■ Written instruction ■
Report every line in the records below that contains the word "wooden", copying each such line in full. Treat the match as case-sensitive.

■ Records to process ■
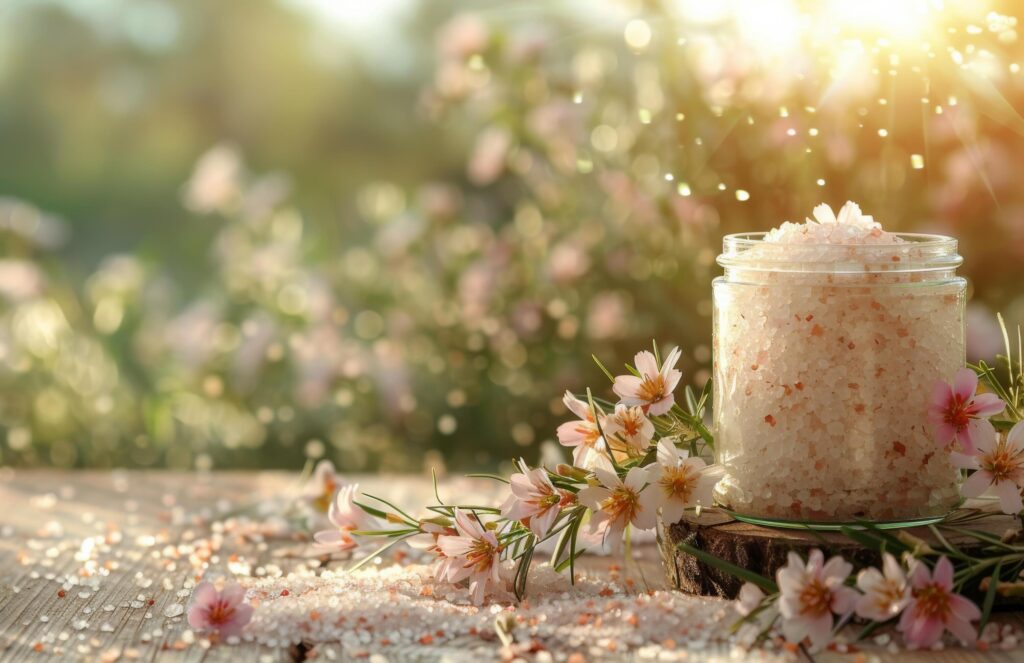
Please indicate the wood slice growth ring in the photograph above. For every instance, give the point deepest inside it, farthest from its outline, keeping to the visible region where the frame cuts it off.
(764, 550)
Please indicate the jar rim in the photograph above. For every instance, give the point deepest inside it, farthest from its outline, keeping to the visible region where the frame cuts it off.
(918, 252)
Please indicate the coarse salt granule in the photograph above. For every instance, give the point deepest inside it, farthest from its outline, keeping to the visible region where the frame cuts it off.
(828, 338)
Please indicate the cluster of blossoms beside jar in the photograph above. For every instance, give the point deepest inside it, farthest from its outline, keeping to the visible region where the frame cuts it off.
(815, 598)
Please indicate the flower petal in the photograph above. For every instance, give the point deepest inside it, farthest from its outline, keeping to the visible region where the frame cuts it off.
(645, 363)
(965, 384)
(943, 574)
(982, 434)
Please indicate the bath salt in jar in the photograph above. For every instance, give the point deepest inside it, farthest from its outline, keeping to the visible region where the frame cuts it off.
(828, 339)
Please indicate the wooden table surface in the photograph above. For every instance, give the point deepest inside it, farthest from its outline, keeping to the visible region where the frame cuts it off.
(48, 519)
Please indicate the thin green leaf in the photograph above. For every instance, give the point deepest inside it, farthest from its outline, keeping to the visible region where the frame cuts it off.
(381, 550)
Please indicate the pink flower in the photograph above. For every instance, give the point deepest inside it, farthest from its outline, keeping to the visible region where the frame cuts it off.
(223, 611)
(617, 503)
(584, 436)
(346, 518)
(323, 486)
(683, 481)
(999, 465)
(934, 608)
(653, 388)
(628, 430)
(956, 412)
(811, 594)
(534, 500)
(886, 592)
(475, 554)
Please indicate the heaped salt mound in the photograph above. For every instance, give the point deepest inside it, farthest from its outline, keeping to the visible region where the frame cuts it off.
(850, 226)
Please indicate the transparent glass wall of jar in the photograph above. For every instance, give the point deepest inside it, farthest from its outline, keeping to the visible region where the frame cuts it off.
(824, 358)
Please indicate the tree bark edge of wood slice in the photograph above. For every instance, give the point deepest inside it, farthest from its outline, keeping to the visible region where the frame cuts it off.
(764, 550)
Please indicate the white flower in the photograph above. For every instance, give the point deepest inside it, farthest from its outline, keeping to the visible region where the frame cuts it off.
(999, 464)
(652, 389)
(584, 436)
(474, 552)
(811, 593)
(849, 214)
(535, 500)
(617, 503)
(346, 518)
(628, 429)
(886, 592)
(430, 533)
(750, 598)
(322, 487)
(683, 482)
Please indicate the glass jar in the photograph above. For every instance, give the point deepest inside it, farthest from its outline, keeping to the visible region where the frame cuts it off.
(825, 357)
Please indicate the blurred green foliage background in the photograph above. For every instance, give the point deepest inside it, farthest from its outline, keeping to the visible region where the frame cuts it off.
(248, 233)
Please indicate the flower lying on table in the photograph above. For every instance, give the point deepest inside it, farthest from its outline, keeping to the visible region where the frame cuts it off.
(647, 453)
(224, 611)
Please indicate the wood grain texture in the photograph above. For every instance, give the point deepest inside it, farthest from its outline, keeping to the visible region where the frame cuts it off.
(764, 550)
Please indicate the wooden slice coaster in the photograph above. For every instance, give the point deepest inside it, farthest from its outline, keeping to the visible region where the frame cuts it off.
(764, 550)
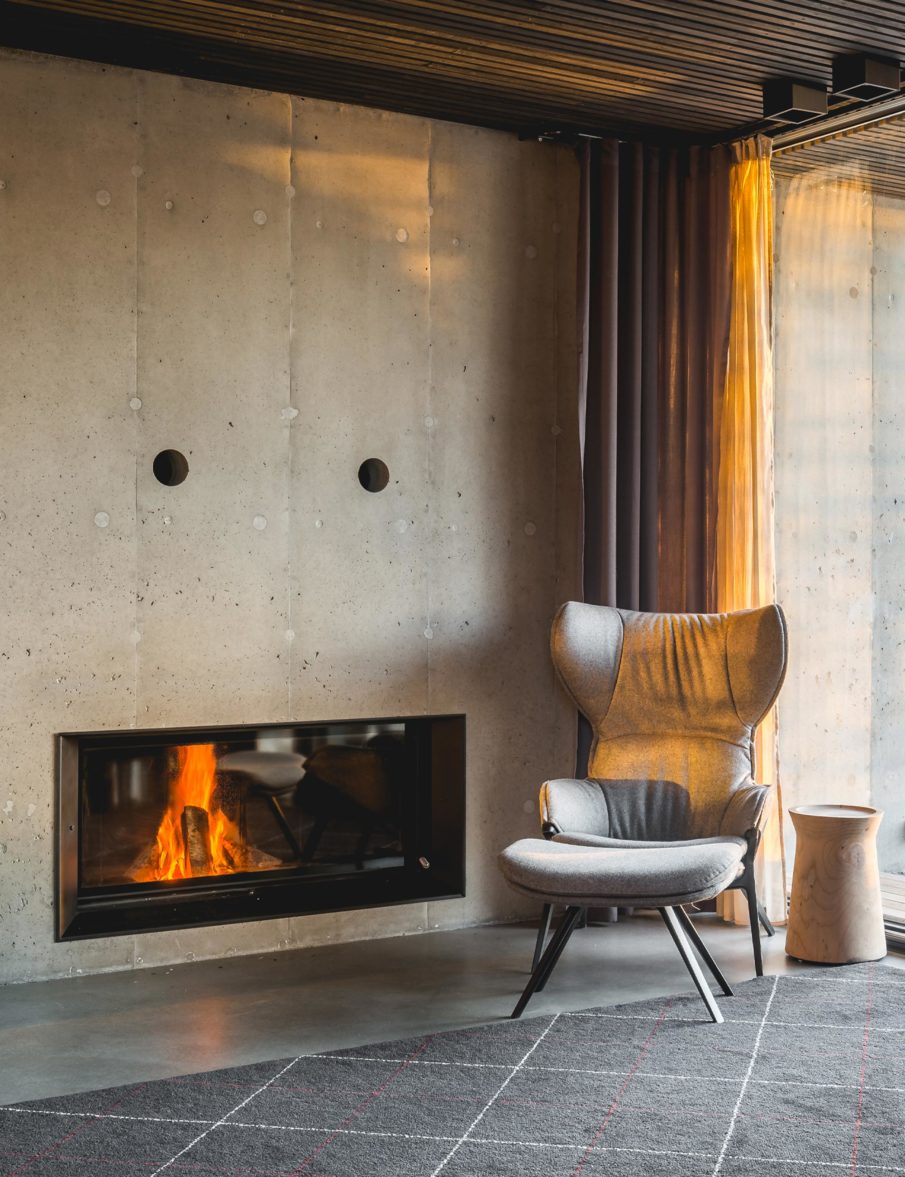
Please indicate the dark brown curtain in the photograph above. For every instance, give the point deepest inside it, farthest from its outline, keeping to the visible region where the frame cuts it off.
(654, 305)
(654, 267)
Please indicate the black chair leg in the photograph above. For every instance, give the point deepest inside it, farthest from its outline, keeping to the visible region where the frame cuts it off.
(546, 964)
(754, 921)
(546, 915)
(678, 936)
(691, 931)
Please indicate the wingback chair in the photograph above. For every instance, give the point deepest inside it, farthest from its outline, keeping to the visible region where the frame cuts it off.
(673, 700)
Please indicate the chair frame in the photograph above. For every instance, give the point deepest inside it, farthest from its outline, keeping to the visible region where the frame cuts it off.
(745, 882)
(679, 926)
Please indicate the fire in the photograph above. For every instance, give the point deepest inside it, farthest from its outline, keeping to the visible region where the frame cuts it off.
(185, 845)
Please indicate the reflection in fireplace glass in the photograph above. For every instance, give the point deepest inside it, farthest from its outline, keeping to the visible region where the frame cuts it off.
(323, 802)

...

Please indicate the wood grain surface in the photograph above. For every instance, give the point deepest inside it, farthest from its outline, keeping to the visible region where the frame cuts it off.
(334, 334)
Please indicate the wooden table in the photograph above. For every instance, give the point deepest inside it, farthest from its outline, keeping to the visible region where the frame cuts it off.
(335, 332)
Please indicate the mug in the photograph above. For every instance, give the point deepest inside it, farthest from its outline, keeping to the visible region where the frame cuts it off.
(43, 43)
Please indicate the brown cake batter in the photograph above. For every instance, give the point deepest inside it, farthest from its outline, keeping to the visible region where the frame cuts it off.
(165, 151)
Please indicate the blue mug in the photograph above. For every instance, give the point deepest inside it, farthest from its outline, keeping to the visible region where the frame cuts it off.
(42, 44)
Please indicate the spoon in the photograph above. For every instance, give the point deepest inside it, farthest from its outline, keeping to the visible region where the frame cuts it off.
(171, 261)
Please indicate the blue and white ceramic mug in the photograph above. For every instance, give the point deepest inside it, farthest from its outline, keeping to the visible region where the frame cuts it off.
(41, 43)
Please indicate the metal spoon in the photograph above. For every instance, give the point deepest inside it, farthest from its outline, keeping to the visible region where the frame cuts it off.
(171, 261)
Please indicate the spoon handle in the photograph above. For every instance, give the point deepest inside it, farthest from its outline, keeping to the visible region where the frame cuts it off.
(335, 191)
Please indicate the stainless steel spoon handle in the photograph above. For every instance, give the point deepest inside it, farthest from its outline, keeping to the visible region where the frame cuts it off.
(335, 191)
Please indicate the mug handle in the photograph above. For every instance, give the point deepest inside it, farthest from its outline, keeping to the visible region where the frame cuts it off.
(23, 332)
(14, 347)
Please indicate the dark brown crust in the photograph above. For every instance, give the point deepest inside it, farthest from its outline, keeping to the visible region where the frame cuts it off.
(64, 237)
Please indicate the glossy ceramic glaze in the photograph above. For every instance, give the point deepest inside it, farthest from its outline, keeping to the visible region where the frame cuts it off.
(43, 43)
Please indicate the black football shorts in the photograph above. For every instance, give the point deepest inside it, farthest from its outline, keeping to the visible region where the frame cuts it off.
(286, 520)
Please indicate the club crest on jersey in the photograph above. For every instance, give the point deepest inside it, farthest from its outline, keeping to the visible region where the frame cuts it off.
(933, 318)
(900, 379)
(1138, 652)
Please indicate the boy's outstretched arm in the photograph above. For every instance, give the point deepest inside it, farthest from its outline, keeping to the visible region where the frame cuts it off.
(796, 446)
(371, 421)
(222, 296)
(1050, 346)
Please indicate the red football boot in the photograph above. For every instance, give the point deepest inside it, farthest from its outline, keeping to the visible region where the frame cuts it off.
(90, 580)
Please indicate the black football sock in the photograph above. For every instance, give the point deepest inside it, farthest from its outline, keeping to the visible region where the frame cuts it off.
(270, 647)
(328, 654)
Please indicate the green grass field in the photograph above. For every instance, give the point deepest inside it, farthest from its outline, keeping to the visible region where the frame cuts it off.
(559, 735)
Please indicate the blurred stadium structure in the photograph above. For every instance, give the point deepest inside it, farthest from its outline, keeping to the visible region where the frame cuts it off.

* * *

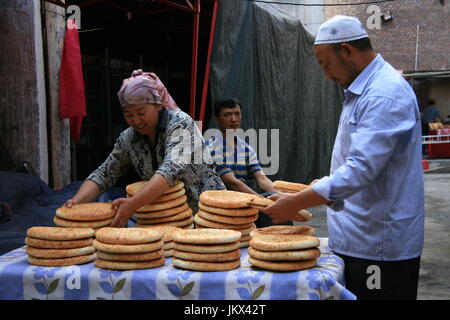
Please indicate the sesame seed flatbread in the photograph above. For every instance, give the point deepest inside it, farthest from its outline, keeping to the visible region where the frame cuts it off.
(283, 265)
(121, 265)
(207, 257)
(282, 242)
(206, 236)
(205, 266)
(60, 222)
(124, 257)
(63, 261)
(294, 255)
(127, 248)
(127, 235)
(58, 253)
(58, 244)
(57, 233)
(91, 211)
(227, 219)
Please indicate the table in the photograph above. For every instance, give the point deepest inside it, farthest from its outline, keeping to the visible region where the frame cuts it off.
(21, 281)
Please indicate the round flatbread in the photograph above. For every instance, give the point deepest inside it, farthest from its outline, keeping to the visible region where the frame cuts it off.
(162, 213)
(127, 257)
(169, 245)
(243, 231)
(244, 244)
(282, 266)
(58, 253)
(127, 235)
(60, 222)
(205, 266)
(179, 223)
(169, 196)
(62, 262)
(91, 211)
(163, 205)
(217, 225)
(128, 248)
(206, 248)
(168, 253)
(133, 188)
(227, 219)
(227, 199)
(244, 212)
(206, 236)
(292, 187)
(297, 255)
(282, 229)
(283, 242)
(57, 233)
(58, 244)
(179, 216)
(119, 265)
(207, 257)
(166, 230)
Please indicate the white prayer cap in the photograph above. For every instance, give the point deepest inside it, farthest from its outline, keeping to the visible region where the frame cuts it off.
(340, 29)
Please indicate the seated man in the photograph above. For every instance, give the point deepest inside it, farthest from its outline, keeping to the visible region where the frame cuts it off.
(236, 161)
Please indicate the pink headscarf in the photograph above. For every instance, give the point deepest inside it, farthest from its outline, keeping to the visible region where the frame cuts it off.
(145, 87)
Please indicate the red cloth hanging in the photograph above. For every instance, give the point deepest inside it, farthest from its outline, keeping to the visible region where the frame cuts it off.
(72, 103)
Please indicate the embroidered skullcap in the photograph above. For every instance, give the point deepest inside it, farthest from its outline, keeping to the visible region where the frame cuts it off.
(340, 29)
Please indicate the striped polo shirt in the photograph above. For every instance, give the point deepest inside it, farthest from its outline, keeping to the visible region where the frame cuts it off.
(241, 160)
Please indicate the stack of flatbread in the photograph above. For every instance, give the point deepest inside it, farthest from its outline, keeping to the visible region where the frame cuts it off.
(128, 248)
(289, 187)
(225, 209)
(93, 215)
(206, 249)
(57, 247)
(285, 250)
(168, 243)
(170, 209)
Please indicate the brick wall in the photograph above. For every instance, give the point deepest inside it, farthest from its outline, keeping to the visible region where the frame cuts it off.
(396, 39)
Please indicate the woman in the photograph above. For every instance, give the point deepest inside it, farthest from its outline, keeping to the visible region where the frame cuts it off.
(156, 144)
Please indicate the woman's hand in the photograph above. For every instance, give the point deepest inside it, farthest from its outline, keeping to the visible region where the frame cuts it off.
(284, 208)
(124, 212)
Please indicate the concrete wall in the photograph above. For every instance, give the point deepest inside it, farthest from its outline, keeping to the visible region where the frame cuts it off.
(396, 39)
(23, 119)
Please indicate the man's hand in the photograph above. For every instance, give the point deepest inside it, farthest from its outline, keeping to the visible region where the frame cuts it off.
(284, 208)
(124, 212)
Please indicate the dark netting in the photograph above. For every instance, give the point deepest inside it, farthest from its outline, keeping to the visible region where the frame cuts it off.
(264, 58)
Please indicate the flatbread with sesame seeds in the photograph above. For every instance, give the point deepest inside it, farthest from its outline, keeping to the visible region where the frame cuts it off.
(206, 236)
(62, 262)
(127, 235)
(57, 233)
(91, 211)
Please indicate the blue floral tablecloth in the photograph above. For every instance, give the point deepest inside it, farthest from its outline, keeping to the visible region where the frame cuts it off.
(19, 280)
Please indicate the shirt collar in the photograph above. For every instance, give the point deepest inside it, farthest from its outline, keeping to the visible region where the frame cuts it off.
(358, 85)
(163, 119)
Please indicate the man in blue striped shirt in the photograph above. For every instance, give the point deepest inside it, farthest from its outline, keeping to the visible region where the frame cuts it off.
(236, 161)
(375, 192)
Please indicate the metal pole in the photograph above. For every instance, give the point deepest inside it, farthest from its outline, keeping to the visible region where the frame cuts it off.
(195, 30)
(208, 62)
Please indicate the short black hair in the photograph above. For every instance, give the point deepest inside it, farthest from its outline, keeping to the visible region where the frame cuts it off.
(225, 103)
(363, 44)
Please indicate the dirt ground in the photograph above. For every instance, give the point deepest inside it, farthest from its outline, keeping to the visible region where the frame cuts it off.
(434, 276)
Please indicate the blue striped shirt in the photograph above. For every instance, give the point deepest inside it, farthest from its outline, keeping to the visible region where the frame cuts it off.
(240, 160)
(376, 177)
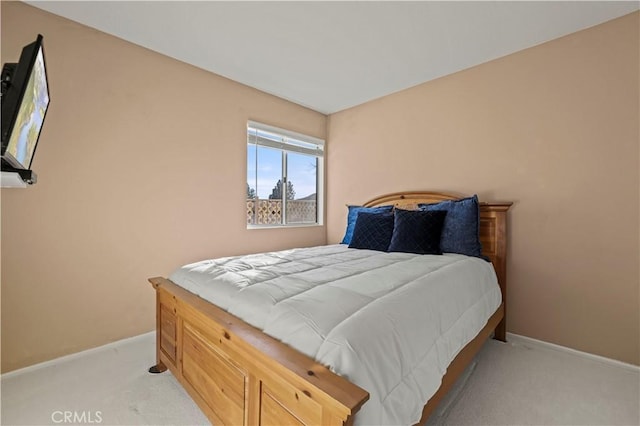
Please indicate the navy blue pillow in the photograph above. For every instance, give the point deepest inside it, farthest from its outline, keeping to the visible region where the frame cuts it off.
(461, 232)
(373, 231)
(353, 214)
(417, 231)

■ Reply to the exercise ■
Please indicate the wooden table surface in the photograph above. For every instance, give the point deepest inside it, farthest from its outline, keeping to the visible region where the frame cuts it off.
Please indicate the wooden slice coaster in the photograph above. For every instance, give the point deepest inside it, farthest from its outline, keeping to the visible region where the frame cuts it off.
Please indicate the wooden table in the photograph above. For every instance, give the point deepest inside it, farthest from its outline, keeping to the visible region where the frame cuts it off.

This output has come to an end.